Records from a collection
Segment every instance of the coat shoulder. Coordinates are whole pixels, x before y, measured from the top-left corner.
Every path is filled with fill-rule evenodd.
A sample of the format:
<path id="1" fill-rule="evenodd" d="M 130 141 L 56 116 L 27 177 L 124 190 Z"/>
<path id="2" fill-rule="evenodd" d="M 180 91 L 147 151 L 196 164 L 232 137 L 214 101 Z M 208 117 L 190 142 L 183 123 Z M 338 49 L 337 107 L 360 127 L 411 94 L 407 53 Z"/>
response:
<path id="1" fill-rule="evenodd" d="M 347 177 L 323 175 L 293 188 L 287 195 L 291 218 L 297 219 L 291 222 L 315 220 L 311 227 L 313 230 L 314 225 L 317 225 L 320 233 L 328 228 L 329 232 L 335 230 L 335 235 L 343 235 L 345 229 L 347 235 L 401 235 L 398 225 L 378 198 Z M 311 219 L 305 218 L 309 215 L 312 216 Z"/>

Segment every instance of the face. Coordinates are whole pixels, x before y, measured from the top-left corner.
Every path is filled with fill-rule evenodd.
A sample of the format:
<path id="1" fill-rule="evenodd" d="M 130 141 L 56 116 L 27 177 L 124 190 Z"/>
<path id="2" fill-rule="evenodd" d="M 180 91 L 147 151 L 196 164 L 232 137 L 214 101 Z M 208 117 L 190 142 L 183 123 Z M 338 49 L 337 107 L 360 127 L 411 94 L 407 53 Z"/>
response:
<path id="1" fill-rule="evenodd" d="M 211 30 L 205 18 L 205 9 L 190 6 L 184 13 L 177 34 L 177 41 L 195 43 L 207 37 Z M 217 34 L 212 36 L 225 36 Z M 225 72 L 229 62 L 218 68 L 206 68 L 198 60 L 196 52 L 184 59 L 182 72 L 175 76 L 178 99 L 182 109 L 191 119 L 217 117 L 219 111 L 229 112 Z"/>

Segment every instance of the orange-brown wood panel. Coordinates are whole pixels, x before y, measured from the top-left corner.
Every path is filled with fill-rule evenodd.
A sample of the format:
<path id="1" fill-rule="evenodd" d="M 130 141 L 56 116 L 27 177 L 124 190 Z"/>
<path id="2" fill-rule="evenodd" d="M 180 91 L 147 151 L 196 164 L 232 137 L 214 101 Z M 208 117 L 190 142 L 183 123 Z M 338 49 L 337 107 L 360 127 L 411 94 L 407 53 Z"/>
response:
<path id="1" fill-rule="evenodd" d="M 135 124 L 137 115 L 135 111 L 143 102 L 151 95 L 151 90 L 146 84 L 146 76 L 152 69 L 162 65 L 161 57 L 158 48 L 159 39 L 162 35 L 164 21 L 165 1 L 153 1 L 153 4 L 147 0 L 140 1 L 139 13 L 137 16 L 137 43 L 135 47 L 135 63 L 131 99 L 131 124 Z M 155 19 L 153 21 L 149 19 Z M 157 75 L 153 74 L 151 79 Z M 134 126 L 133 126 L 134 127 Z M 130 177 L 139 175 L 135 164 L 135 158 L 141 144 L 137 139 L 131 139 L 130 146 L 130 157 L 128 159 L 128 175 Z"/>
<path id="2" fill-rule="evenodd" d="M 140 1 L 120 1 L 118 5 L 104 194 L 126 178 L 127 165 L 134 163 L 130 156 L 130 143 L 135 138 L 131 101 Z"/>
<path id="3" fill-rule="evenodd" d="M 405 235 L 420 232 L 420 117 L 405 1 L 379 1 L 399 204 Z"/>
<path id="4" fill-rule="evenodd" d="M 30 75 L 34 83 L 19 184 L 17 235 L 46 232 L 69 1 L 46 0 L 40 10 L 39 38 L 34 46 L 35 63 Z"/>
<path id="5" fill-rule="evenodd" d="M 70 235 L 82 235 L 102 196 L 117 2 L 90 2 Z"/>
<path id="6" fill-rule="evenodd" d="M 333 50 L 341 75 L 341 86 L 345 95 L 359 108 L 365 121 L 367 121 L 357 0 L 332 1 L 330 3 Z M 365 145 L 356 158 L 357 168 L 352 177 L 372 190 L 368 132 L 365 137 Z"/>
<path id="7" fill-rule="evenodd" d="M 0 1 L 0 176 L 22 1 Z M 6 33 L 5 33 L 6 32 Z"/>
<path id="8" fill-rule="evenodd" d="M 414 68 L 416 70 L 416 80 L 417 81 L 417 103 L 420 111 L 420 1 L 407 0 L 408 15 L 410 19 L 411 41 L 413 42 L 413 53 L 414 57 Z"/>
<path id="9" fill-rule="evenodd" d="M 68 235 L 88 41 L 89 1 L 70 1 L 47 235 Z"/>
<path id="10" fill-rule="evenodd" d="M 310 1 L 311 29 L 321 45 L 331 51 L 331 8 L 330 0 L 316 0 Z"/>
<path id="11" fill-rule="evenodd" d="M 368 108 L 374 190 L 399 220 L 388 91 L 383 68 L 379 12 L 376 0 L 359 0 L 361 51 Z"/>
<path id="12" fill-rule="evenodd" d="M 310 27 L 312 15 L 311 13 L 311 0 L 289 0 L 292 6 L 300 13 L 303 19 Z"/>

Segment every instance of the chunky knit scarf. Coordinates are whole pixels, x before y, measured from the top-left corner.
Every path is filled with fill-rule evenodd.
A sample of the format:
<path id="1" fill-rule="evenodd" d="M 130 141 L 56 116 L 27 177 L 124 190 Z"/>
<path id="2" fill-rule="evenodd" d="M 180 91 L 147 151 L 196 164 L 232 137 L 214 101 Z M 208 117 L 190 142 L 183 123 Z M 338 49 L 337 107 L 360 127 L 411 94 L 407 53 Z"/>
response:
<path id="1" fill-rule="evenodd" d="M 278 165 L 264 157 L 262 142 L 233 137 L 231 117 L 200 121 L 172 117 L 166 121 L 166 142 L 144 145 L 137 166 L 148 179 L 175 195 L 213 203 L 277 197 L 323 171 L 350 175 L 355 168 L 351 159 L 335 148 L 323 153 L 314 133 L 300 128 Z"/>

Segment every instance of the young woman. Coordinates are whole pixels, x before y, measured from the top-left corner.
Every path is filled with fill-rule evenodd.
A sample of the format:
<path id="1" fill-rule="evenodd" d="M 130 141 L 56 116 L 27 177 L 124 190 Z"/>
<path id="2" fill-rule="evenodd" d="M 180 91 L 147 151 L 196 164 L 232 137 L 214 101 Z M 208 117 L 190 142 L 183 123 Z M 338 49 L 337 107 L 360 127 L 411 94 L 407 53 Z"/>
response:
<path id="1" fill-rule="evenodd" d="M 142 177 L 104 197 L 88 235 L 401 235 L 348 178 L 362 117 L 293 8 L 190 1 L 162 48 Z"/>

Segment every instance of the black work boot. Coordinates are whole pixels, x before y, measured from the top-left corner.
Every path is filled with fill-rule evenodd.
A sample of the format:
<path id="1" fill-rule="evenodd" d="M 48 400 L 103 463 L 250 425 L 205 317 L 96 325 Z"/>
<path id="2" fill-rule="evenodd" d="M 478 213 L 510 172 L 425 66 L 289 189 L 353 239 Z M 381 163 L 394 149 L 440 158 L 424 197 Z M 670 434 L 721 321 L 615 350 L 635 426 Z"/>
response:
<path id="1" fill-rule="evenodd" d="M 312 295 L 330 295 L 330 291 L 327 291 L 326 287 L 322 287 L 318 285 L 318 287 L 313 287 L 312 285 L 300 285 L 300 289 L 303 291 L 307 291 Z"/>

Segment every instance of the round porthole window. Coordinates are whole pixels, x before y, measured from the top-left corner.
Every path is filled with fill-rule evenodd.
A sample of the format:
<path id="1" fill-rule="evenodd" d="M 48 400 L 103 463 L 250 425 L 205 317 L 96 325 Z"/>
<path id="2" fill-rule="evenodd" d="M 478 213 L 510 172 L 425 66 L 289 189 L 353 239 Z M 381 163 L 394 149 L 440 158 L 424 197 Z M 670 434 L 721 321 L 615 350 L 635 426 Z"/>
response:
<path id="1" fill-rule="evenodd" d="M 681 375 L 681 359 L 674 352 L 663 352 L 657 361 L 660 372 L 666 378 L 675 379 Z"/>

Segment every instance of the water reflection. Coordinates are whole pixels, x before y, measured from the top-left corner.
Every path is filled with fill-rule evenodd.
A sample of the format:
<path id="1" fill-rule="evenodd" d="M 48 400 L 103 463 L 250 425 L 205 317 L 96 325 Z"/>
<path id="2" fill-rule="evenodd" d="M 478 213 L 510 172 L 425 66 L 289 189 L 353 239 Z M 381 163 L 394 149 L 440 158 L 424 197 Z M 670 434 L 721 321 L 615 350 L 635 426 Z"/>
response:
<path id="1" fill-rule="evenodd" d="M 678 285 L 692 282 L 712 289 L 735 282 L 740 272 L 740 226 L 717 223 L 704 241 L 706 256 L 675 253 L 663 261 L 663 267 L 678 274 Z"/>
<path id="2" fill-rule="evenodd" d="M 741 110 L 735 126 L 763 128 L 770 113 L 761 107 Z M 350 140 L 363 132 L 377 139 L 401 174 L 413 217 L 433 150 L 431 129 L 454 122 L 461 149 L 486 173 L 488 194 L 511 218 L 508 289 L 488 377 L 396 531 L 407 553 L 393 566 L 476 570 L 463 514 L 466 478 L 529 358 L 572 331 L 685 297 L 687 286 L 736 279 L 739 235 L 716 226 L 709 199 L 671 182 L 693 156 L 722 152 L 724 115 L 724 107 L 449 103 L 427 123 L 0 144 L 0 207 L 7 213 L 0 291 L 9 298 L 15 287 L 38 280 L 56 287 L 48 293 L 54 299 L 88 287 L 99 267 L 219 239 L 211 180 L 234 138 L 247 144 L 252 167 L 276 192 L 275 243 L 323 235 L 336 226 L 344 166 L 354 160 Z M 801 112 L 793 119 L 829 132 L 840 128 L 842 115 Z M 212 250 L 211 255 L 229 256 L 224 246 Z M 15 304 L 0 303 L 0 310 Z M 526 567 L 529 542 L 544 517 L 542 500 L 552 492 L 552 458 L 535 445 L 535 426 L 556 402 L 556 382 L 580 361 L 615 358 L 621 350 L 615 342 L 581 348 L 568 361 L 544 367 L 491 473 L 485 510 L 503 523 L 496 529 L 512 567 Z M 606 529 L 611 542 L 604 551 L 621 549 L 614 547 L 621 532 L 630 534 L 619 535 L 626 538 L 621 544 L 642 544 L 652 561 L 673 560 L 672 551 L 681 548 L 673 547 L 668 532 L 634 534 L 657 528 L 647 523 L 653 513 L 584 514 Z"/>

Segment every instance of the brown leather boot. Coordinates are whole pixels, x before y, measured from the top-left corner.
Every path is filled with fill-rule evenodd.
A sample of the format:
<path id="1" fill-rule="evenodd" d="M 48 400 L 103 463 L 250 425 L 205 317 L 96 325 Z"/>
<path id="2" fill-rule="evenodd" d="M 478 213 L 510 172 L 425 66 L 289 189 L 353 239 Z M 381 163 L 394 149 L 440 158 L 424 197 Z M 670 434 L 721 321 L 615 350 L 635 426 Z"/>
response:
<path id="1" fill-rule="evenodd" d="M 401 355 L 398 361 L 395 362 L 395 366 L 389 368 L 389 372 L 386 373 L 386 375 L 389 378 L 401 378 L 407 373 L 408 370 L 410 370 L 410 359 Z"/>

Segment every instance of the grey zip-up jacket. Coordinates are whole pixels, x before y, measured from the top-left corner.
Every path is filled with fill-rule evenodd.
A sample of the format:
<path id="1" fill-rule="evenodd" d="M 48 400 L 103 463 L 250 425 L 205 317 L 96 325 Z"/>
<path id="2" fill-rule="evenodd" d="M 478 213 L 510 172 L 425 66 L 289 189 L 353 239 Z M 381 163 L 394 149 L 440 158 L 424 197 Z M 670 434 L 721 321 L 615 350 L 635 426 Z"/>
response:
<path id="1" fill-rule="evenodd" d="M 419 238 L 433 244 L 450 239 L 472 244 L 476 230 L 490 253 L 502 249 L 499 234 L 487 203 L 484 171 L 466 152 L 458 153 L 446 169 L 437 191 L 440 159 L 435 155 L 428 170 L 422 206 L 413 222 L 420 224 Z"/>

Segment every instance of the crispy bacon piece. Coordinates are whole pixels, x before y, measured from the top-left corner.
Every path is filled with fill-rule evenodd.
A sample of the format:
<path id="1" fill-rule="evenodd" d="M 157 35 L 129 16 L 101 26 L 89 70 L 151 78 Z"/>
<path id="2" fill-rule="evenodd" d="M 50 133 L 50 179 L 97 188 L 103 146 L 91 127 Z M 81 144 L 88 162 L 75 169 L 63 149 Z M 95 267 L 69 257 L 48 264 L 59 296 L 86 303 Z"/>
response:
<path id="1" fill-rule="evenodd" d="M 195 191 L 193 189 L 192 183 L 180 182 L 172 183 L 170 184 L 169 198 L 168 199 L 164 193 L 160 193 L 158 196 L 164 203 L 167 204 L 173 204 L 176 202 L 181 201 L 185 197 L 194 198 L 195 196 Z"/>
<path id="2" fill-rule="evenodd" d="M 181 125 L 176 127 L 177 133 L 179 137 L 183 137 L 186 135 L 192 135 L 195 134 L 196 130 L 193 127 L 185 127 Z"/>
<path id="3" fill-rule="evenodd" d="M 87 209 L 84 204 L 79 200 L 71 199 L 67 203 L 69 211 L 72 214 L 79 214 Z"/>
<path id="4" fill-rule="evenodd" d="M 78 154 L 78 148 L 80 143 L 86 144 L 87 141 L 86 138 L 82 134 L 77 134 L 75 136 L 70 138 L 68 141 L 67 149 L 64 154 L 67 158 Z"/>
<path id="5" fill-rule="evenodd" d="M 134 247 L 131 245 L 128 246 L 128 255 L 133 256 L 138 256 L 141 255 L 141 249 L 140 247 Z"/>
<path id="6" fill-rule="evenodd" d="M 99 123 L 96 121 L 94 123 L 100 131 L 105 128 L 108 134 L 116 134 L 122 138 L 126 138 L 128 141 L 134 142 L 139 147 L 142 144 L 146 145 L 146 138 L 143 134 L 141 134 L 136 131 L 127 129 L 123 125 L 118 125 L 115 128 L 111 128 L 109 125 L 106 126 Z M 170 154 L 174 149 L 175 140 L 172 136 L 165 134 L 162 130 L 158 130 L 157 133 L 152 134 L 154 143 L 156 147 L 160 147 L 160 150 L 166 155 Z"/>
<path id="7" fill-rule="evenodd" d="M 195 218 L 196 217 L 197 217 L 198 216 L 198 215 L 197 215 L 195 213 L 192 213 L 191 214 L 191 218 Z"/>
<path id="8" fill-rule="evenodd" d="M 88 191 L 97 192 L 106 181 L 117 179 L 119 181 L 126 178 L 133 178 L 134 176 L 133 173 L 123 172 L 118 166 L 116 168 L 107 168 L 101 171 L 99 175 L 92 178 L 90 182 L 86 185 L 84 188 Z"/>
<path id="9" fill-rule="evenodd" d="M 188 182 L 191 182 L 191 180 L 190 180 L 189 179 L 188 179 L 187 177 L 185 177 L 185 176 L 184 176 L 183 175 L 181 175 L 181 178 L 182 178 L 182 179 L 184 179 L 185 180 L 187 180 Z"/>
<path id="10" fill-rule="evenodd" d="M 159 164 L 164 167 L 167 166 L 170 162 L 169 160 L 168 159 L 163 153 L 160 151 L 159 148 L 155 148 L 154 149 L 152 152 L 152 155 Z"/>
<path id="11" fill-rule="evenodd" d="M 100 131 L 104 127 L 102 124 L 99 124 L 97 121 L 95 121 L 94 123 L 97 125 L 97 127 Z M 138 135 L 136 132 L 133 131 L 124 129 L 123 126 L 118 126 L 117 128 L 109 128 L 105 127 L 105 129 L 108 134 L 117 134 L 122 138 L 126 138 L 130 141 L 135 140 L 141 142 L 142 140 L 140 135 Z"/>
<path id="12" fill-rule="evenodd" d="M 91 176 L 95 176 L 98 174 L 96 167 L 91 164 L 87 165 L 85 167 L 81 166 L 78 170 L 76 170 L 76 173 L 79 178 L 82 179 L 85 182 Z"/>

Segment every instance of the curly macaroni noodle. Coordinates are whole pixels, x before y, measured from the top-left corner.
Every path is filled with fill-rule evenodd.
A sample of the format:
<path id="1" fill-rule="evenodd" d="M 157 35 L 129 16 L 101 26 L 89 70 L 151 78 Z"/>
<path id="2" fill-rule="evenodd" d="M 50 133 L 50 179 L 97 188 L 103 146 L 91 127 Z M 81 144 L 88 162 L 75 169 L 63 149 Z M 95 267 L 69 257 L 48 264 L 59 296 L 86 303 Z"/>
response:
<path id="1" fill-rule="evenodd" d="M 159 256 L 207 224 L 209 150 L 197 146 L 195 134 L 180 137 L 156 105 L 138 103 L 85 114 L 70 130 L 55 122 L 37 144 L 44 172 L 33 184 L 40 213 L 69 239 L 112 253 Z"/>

▶ _What to produce_
Return verbatim the lines above, from the one containing "Segment every instance of the round" through the one containing "681 375 L 681", with both end lines included.

▶ _The solution_
Segment every instance of the round porthole window. Coordinates are whole pixels, x before y, measured from the top-left corner.
Every path is filled with fill-rule evenodd.
A sample of the format:
<path id="1" fill-rule="evenodd" d="M 48 400 L 103 463 L 250 425 L 205 317 L 96 325 Z"/>
<path id="2" fill-rule="evenodd" d="M 478 213 L 510 172 L 425 66 L 289 189 L 353 239 Z M 381 163 L 394 149 L 440 158 L 424 197 Z M 670 434 L 721 321 L 615 350 L 635 426 Z"/>
response:
<path id="1" fill-rule="evenodd" d="M 681 375 L 681 359 L 674 352 L 663 352 L 657 361 L 660 372 L 666 378 L 675 379 Z"/>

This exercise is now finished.